Locate the line bearing "positive clicks: (247, 355)" in the material below, then reproduce it and each following line up to and including the line bearing "397L690 411L700 406L698".

═════ SOURCE RECORDS

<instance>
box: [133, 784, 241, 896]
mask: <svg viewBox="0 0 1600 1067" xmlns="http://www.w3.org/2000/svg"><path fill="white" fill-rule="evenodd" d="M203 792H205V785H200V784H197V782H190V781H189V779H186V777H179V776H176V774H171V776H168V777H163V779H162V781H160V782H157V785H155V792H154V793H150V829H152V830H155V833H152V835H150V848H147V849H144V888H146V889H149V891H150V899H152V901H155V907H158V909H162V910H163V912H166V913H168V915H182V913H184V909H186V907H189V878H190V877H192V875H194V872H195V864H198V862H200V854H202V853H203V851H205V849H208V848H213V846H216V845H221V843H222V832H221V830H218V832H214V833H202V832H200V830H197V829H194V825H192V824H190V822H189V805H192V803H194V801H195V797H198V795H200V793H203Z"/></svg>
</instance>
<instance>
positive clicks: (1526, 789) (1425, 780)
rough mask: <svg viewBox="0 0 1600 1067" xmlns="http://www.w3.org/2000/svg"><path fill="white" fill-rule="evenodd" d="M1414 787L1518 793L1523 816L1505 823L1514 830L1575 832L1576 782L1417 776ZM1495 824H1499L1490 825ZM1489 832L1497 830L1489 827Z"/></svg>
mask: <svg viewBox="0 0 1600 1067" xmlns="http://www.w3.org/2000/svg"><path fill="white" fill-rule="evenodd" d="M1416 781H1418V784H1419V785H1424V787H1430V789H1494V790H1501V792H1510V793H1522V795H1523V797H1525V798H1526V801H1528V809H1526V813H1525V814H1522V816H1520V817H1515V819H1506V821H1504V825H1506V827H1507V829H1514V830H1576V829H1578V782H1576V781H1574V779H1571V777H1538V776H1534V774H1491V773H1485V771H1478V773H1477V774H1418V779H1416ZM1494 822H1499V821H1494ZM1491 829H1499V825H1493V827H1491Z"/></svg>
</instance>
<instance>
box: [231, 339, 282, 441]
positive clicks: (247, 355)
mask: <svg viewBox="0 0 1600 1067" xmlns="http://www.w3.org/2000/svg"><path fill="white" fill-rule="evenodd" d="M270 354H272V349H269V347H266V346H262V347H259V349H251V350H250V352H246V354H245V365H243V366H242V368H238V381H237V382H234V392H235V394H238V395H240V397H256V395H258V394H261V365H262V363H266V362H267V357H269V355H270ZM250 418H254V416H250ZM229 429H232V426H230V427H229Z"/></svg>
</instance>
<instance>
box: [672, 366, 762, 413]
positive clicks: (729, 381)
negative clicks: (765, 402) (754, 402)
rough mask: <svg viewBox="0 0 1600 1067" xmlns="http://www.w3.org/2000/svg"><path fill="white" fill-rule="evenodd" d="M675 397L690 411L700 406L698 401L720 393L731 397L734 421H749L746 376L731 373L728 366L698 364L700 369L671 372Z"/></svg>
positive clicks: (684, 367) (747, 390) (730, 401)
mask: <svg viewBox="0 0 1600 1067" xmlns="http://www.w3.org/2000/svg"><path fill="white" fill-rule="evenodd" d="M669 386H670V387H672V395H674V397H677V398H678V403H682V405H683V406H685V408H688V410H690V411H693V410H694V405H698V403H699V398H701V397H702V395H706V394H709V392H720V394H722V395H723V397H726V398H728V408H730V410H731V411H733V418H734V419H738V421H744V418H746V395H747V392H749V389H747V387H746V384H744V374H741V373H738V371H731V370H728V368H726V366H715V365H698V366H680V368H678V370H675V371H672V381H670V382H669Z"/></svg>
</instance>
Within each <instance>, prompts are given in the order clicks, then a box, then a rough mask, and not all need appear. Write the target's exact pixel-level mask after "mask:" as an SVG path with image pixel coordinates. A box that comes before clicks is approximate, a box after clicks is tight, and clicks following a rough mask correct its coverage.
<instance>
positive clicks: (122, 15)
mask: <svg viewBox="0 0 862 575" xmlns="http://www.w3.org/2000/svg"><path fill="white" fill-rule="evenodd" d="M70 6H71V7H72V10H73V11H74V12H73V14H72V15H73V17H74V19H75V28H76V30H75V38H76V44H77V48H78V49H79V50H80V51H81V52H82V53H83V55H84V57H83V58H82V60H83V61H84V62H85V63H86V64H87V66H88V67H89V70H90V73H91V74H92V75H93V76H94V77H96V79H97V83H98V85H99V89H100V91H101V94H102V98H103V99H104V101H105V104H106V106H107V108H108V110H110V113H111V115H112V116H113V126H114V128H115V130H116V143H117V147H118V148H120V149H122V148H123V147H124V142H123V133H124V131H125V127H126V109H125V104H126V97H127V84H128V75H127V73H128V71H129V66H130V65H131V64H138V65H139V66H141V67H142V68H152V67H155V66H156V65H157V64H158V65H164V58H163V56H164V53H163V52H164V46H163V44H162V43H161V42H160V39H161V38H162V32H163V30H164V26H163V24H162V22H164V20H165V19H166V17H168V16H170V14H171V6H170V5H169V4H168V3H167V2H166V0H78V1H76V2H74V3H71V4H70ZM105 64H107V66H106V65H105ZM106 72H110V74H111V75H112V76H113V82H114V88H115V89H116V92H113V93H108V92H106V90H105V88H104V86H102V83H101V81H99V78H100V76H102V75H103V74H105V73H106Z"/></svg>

══════════
═════ SOURCE RECORDS

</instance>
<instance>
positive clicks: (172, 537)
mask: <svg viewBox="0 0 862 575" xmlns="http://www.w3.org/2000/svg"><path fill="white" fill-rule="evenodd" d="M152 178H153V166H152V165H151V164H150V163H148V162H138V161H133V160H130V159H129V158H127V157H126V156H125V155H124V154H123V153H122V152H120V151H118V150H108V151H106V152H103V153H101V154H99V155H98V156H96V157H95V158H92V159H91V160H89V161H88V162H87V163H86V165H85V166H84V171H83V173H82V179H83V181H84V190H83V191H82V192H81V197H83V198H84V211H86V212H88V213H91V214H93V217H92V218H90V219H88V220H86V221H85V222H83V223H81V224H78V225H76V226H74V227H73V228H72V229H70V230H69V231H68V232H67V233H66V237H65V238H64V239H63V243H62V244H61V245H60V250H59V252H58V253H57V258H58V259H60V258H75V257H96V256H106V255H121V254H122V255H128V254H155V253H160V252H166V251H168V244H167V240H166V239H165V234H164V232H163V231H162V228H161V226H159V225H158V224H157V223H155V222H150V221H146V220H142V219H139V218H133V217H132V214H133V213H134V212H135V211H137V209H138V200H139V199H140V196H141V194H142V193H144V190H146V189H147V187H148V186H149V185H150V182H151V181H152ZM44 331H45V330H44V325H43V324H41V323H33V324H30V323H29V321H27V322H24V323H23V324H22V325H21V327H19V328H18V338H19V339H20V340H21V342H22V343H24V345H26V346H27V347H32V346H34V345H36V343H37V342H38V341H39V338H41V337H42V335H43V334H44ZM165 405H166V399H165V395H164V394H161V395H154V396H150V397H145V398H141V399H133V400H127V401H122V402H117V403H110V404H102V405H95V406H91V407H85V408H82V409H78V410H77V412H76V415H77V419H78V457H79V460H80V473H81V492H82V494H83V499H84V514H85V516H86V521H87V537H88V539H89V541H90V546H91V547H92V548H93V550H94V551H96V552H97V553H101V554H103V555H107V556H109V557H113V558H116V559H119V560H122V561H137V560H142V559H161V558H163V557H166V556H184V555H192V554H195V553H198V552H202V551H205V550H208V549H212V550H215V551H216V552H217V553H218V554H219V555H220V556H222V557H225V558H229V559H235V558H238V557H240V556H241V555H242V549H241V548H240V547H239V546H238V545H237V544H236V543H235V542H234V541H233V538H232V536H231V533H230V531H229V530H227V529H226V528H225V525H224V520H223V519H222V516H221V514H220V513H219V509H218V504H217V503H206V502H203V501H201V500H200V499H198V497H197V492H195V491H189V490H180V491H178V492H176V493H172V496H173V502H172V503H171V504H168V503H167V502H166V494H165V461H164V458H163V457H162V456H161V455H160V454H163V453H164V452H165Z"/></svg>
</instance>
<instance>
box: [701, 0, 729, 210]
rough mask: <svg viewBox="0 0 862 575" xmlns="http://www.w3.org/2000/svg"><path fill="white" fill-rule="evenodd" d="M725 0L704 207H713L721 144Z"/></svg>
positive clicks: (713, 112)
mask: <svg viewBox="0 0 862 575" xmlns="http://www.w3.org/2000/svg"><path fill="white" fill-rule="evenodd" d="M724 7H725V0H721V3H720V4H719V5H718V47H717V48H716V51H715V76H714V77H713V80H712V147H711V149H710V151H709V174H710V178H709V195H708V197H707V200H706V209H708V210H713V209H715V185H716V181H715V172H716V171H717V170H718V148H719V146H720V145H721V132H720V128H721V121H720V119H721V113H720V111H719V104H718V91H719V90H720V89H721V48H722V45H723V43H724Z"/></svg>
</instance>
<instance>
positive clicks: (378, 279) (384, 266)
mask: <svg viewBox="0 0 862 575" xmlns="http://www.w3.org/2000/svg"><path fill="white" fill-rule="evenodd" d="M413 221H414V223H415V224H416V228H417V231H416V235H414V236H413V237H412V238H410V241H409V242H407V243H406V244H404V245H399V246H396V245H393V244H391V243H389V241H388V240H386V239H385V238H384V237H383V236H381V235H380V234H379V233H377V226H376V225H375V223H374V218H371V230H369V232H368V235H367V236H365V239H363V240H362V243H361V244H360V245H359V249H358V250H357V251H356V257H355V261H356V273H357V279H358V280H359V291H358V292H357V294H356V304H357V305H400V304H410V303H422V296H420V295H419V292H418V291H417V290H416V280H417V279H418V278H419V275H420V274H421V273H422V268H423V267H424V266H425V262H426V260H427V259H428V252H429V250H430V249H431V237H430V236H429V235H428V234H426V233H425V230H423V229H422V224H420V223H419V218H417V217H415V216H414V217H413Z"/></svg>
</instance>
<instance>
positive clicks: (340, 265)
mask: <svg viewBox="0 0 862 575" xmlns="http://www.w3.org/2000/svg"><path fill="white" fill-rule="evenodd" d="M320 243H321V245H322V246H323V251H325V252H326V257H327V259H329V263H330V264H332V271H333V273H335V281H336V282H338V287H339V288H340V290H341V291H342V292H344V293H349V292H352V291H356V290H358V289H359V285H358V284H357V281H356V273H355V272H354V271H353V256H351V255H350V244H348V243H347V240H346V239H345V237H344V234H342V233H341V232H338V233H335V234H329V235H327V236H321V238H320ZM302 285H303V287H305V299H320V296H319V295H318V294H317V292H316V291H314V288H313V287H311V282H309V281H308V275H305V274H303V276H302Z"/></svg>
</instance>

══════════

= ANSWER BELOW =
positive clicks: (247, 355)
mask: <svg viewBox="0 0 1600 1067" xmlns="http://www.w3.org/2000/svg"><path fill="white" fill-rule="evenodd" d="M270 354H272V349H269V347H266V346H262V347H259V349H251V350H250V352H246V354H245V365H243V366H242V368H238V381H237V382H234V392H235V394H238V395H240V397H256V395H258V394H261V365H262V363H266V362H267V357H269V355H270ZM250 418H254V416H250ZM229 429H232V426H230V427H229Z"/></svg>
</instance>
<instance>
box: [672, 366, 762, 413]
positive clicks: (729, 381)
negative clicks: (765, 402) (754, 402)
rough mask: <svg viewBox="0 0 1600 1067" xmlns="http://www.w3.org/2000/svg"><path fill="white" fill-rule="evenodd" d="M675 397L690 411L700 406L698 401L720 393L731 397L734 421H749L746 376L731 373L728 366L698 364L700 369L671 372Z"/></svg>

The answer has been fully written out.